Records for the exercise below:

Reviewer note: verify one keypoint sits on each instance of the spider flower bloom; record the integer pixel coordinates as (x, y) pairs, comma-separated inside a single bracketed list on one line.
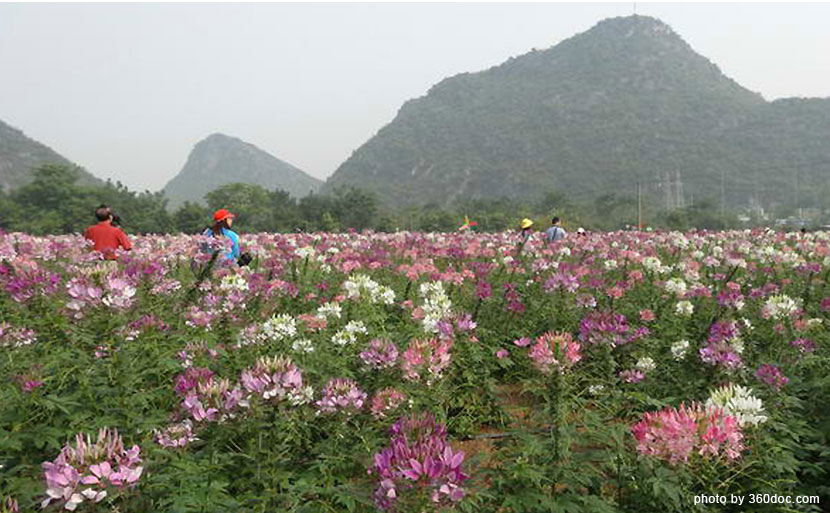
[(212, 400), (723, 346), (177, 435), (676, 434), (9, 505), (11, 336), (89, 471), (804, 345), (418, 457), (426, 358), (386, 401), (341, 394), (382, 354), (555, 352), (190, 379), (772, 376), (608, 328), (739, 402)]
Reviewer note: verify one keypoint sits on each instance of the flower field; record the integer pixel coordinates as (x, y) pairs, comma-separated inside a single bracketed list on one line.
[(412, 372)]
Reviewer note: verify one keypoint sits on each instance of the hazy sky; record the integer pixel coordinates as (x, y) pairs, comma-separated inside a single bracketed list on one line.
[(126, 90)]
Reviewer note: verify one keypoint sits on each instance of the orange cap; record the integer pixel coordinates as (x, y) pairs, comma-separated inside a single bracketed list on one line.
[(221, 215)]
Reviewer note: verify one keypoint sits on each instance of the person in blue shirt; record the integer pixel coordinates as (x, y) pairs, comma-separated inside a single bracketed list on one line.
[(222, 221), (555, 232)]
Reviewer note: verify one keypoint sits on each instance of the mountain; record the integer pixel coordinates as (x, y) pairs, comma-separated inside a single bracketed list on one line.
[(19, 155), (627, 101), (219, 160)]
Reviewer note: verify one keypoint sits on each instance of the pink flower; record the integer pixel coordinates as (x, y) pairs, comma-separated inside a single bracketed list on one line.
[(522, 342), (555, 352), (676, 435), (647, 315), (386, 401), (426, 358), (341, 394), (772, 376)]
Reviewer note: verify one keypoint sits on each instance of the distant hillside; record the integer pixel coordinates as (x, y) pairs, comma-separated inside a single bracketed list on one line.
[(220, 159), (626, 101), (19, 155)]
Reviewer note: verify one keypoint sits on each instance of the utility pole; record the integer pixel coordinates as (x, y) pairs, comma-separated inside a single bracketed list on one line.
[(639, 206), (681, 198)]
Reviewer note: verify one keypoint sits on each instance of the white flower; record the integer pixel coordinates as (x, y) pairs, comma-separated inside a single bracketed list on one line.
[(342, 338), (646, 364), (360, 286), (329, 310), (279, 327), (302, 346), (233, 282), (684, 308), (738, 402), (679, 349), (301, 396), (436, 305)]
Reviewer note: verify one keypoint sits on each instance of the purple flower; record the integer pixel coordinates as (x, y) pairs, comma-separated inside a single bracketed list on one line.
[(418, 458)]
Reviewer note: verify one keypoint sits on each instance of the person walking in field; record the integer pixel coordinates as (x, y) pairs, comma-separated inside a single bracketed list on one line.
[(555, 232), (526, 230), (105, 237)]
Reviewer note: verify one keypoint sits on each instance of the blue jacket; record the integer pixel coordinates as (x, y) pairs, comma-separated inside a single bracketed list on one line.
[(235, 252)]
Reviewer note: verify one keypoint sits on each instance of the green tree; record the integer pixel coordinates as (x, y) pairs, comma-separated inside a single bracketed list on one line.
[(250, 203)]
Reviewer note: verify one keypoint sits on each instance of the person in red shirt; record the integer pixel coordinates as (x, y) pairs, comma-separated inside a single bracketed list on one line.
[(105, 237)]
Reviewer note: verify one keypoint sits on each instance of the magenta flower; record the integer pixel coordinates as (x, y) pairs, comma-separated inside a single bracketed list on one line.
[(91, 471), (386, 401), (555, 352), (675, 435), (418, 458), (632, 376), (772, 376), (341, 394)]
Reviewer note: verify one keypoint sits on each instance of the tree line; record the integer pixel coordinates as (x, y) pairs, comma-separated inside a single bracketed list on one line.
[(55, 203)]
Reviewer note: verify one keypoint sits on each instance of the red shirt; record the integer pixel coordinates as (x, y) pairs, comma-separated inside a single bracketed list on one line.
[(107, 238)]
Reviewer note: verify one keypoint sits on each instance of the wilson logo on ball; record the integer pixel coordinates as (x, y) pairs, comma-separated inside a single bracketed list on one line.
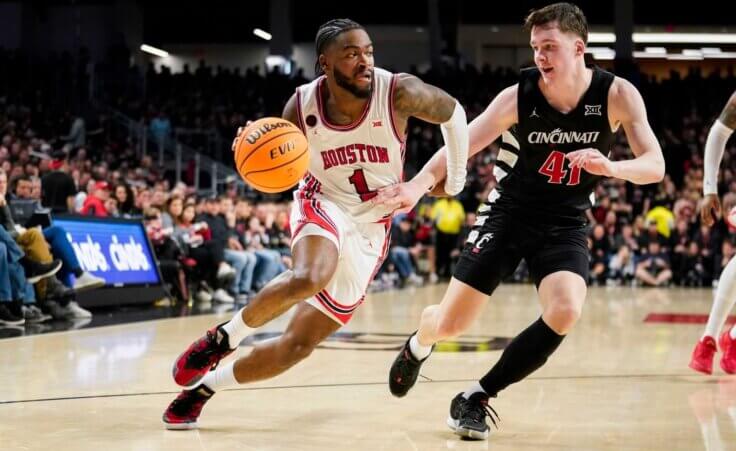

End of Records for the exercise.

Each record above needs to be retyped exactly, without any pictures.

» **Response**
Reviewer note: verify one keypoint sits on each instance of the spider flower bloom; record the integer pixel coordinates as (x, y) pairs, comma-separated inside a single bracketed list on one line.
[(212, 400), (723, 346), (177, 435), (676, 434), (9, 505), (11, 336), (89, 471), (804, 345), (418, 457), (426, 358), (386, 401), (341, 394), (382, 354), (555, 352), (190, 379), (772, 376), (608, 328), (739, 402)]
Reviewer note: verify one keypoint sits on each instance of the flower field; record the integer pixel coordinates as (x, y) pairs, comma-separated inside a single bracketed list on one line.
[(412, 372)]
Reviewer note: verify one keypoint sits on each instance of the hazy sky; record the integer pixel coordinates as (x, y) pairs, comma-separated inside a single bracketed list on one line.
[(126, 90)]
Reviewer note: verify one keypoint sits on each instance of the orange cap; record the integer pixel coordinates as (x, y) pairs, comma-separated inside a single bracketed list on one line.
[(221, 215)]
Reviewer note: verify one keypoint sits on each instance of the person in blue shirt; record the integer pixel coordinates as (x, y) pairs, comma-separated inside a single bracketed list on one line.
[(222, 221), (555, 232)]
Reviewer note: verify one keypoint sits on each instance of the mountain; record the integer pixel coordinates as (x, y) pairs, comma-separated inside a single bracketed list on one line.
[(19, 155), (627, 101), (219, 160)]
Reviewer note: verify one keypoint sits on each instance of the pink flower; record the integer pixel coordinates as (x, y) pairs, comma-separated inside a single bracketed list on one line.
[(522, 342), (555, 352), (676, 435), (647, 315), (386, 401), (426, 358), (341, 394), (772, 376)]
Reviewer note: verify one keypoint sits on each instance of the distant hillside; record the integer pixel coordinates as (x, y) pairs, comma-separated inside a single bracketed list on one line.
[(220, 159), (626, 101), (19, 155)]
Reviewer note: verify one keypoint sits on each instance of the utility pole; record the integer pixel coordinates as (x, y) pairs, comma-separated inside a single bracketed list on one line.
[(639, 206), (681, 198)]
Reviewer note: verify one keypoint sits on each instance of the white flower; record the integer pixel coordinates as (x, y) pairs, comma-separated inside a single bracketed list on one line.
[(342, 338), (646, 364), (360, 286), (329, 310), (279, 327), (302, 346), (233, 282), (684, 308), (738, 402), (679, 349), (301, 396), (436, 305)]
Reviewer note: verify one keypoint sits on each instance of the purple flower; record the integer pixel coordinates as (x, y) pairs, comma-separated inside a single bracketed list on one line.
[(418, 458)]
Reviewer note: verify one keypoint sits on each instance of the person walking in field; record the integer pixel coordinates as (x, y) pairs, comma-separated inside a single bracketed list on one line.
[(555, 232), (526, 230), (105, 237)]
Reviewer note: verify one keypoint sits on each instance of the blue jacket; record the integer pixel coordinates as (x, y) pairs, comma-separated inside a single bracketed list on one line.
[(235, 252)]
Reviewer note: verify one keypoint sits on each instance of the green tree; record the integer pixel coordinates as (x, y) pairs, comma-separated inside a single bracketed list on one line.
[(250, 203)]
Reviewer note: verify one keypoint sits on each instance of the person in red shirt; record the integer pixel coordinates as (x, y) pairs, comma-separated inside a single bracketed list on one line.
[(105, 237)]
Reviewer note: verify one keypoint sits on each instance of the magenta flower; record the integer pixel coordinates as (x, y) pairs, comma-separated inside a single bracketed list on one line.
[(91, 471), (386, 401), (555, 352), (675, 435), (418, 458), (632, 376), (772, 376), (341, 394)]
Reviewer note: verify one keypoint sits on each instance of the tree line; record the integer pixel coordinates as (x, y) pairs, comma-separated inside a single bracketed list on one line.
[(55, 203)]
Reviewer note: verify one keypoint sits on each instance of the red shirt; record the integer pixel coordinates as (x, y) pairs, comma-separated inside a single bracketed list on one line.
[(107, 238)]
Reviewer note: verify one keypoint sits on each instance of the wilson logo on ball; record the integer pixel coordinates as (x, y) pairs, comma-separated inside a single bracketed list on one line.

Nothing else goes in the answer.